> [Selected text]
Sovereign tokens
A novel design for cryptocurrency that clarifies its dependency on social consensus
Introduction
In the blockchain space, fundamental differences in “worldview” occasionally emerge, such as the ideal token distribution schedule, the validity of the post-DAO-hack blockchain reorg [1], or the validity of the Steem transactions in which Justin Sun became a majority voter [2]. If these worldview variations are sufficiently well-subscribed, the result is the creation of a separate competing blockchain, with the free market adjudicating their relative value.
But what if there was a way for multiple such worldviews to coexist within a single blockchain? What if the simple on-chain declaration of a disagreement with Justin Sun’s hostile takeover of Steem was sufficient to construct an alternative competing view of the state of the chain in which the takeover didn’t happen?
I want to introduce a concept that I’m calling sovereign tokens, which borrows some ideas from sovereign rollups [3] in order to reconceptualize “tokens” in a way that makes it unambiguously apparent that they represent the opinion of a particular social consensus.

> [Rows]
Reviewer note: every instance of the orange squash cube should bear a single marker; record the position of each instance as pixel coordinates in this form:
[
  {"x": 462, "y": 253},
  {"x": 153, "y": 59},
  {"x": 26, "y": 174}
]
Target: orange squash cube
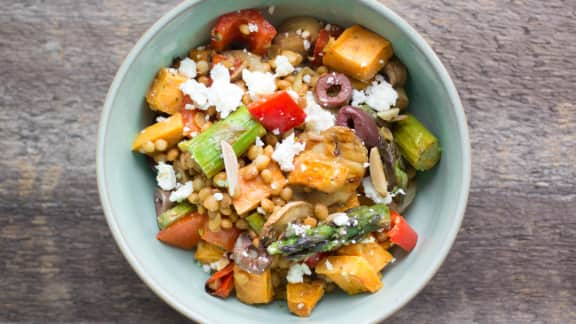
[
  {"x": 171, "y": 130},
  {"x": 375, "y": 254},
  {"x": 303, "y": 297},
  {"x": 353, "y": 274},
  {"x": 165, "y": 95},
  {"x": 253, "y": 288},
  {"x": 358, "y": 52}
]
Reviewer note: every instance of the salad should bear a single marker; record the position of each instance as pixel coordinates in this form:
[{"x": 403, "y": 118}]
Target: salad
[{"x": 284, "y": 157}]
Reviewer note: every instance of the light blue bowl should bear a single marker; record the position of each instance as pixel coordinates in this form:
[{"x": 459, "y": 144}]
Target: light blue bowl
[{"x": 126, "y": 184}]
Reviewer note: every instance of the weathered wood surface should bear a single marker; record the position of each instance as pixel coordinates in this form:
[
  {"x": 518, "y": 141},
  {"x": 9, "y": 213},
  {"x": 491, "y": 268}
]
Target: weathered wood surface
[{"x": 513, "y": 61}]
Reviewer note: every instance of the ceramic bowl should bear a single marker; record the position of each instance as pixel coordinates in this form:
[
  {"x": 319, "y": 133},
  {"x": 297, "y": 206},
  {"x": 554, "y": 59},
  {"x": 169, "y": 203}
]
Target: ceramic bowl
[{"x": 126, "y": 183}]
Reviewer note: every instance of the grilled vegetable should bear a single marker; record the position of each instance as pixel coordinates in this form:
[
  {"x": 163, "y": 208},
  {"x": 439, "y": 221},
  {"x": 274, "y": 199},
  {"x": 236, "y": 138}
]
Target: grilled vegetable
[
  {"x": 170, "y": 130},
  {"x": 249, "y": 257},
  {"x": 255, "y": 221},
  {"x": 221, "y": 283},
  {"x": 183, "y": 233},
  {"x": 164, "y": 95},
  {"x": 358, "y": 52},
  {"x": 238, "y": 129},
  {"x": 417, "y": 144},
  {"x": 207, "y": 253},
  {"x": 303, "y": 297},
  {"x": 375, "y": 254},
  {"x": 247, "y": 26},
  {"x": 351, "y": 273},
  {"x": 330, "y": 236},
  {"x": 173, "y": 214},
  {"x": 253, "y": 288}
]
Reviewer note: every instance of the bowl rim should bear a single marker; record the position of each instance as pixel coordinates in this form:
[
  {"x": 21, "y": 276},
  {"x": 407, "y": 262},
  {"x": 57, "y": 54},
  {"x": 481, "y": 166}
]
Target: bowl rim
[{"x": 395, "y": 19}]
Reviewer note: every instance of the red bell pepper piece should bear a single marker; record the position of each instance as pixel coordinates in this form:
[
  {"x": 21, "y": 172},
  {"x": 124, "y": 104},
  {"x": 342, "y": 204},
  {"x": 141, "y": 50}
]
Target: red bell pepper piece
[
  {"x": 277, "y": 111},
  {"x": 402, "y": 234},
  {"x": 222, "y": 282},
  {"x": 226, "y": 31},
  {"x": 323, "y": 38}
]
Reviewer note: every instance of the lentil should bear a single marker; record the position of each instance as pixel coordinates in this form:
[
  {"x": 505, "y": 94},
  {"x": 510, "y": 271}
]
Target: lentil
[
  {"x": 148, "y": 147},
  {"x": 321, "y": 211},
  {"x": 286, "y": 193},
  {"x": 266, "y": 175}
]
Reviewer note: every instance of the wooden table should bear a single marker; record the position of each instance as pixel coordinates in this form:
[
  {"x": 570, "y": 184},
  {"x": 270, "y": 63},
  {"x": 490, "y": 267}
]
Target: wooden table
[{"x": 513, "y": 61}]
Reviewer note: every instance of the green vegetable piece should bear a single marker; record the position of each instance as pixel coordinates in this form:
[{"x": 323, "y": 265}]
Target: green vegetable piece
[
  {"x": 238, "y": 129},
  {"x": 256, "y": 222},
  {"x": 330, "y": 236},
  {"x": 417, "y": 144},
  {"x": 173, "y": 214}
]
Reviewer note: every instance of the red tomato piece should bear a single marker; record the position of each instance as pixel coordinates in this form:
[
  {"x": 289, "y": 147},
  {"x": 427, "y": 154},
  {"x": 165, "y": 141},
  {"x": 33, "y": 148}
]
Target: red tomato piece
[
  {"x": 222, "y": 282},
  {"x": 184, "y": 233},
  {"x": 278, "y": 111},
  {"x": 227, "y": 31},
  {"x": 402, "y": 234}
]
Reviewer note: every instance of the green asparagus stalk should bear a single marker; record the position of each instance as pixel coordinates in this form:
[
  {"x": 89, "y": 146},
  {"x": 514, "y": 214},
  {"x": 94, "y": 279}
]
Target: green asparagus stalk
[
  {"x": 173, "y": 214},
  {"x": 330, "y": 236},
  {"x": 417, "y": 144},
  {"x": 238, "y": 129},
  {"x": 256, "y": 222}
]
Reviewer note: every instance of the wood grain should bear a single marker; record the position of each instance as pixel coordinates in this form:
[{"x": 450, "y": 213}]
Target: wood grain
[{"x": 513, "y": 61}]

--

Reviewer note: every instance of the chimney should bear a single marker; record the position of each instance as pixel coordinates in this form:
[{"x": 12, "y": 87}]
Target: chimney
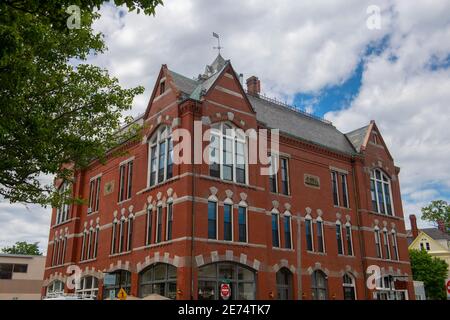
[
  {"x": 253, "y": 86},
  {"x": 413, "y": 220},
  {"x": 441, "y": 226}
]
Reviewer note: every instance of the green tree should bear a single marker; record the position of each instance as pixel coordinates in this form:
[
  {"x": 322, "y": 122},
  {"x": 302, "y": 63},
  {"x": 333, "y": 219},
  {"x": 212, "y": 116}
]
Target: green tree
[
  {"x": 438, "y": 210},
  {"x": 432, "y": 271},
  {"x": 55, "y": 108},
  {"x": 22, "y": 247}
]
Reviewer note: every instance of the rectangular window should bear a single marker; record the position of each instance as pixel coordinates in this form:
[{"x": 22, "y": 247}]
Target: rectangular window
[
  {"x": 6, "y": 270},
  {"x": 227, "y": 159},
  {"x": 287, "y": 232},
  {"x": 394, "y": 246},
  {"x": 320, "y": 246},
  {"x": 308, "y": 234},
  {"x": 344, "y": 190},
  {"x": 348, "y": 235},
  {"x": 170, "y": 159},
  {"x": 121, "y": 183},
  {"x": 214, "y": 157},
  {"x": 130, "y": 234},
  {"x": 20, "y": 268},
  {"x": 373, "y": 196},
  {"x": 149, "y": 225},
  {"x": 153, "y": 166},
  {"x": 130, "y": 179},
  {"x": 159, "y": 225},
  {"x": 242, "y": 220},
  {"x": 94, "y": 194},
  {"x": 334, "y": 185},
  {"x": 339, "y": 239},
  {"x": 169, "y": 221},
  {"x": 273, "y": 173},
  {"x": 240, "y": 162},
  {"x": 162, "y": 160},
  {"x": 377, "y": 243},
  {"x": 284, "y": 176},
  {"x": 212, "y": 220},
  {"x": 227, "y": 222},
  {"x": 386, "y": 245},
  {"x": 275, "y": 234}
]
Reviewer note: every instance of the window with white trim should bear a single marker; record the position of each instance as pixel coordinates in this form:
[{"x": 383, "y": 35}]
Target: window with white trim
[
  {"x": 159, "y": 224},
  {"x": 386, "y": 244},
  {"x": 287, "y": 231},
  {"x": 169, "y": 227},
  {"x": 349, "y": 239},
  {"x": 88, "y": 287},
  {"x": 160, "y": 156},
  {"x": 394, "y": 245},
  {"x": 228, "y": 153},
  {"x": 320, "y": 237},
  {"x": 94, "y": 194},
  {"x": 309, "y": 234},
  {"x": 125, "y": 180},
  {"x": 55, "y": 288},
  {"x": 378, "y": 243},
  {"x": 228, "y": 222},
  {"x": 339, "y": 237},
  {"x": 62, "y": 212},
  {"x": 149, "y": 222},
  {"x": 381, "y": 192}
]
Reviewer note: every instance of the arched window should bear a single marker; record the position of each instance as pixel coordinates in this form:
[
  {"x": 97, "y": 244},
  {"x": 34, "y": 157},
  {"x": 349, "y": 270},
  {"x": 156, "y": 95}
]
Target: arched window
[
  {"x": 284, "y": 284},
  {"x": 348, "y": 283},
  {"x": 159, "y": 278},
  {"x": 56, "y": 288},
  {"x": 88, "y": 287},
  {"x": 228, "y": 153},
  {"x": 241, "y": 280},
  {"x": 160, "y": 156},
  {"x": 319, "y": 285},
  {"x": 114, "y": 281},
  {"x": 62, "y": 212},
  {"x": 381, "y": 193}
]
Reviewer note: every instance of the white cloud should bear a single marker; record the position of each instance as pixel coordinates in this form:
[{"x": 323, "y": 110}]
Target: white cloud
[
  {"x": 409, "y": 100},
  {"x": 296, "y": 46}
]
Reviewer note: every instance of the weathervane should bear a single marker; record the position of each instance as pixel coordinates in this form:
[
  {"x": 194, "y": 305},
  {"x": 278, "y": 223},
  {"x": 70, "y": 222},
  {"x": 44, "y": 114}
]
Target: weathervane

---

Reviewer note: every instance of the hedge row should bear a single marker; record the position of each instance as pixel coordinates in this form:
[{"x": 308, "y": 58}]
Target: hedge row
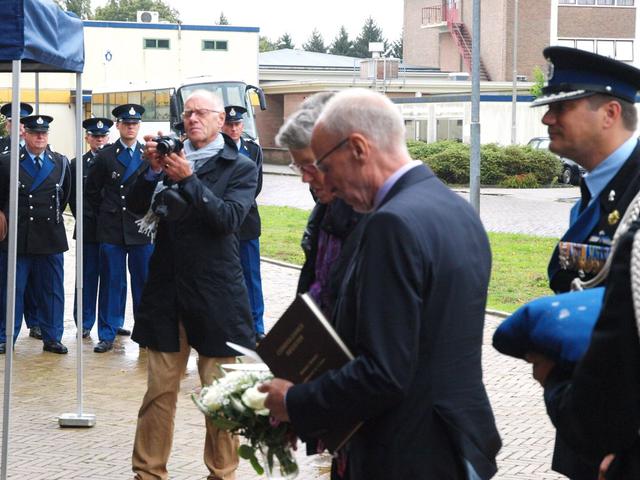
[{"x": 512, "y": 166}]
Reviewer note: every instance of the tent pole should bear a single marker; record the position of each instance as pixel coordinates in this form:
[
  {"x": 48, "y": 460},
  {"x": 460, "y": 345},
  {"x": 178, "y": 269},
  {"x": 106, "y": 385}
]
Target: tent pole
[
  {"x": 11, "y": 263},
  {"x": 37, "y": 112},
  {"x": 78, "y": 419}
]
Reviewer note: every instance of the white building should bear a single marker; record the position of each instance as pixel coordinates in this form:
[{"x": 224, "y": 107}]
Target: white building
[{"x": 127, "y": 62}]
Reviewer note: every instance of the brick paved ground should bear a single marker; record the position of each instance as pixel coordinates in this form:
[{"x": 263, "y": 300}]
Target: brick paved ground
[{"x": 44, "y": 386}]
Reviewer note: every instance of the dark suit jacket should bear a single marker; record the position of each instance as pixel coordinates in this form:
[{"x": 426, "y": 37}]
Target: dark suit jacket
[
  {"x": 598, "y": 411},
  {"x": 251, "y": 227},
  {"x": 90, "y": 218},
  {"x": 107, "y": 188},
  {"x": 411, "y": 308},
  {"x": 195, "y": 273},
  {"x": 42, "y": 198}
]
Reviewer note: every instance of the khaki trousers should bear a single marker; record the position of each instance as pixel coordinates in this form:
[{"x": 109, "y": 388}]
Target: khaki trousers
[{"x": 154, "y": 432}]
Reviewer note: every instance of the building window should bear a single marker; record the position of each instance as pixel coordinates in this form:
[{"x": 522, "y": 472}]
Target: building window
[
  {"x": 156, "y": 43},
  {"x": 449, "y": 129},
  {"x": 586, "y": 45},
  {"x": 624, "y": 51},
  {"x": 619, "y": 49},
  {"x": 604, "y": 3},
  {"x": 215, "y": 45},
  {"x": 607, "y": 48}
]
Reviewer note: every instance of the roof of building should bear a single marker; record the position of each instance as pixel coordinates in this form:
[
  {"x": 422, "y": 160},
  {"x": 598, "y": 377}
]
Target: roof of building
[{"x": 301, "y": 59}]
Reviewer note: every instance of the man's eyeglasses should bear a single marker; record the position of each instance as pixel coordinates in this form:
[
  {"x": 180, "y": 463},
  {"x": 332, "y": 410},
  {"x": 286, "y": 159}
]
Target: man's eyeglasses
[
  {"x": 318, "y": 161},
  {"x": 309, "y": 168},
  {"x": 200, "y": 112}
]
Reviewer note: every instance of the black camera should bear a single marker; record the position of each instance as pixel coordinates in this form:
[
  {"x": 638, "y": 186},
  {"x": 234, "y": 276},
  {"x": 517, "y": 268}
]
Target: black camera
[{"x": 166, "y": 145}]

> [Exercises]
**1)** Answer these questions from the introduction on sovereign tokens:
(a) What happens when a worldview variation is sufficiently well-subscribed?
(b) What idea does the concept of sovereign tokens borrow from?
(c) How does the text describe Justin Sun's takeover of Steem?
**2)** Pick up the introduction on sovereign tokens from its final sentence and keep writing it.
The entries are not needed for anything here.

> [Results in order]
**1)**
(a) A separate competing blockchain is created, and the free market adjudicates their relative value.
(b) Sovereign rollups.
(c) As a hostile takeover.

**2)**
Sovereign rollups
In traditional monolithic blockchain designs, transactions are submitted to nodes who order, authenticate, and then execute the transactions, storing the resulting state. However, transactions in a sovereign rollup are submitted to one or multiple external blockchains for ordering, and then the nodes in the sovereign rollup are free to use the ordering and transaction data from the external chain to calculate their own resulting state. Sovereign rollups are so named due to the resulting jurisdictional flexibility of this design: the rollup submits transactions to multiple external blockchains. That allows the social consensus of the sovereign rollup to easily fork to an alternative data-availability layer if any undesirable behavior (such as censorship) is detected at the base layer.
Interestingly, the data-availability chain only validates signatures and otherwise accepts transactions that could fail during transaction execution.
Distribution of transaction execution workers
Using the psibase [4] protocol (or probably any blockchain protocol), one could define a service (smart contract) action that accepts transactions. The action would validate the transaction signature and simply emit an event with the transaction details without doing any additional validation or state transitions. But in order to distribute the code that performs the transaction execution and calculates the state transitions, it would be helpful to use a protocol like psibase. With psibase, a worldview execution context WebAssembly module could be stored on chain, which anyone could download using a standard HTTP request. That module would read the history of transaction events processed by the service and calculate all state transitions client-side.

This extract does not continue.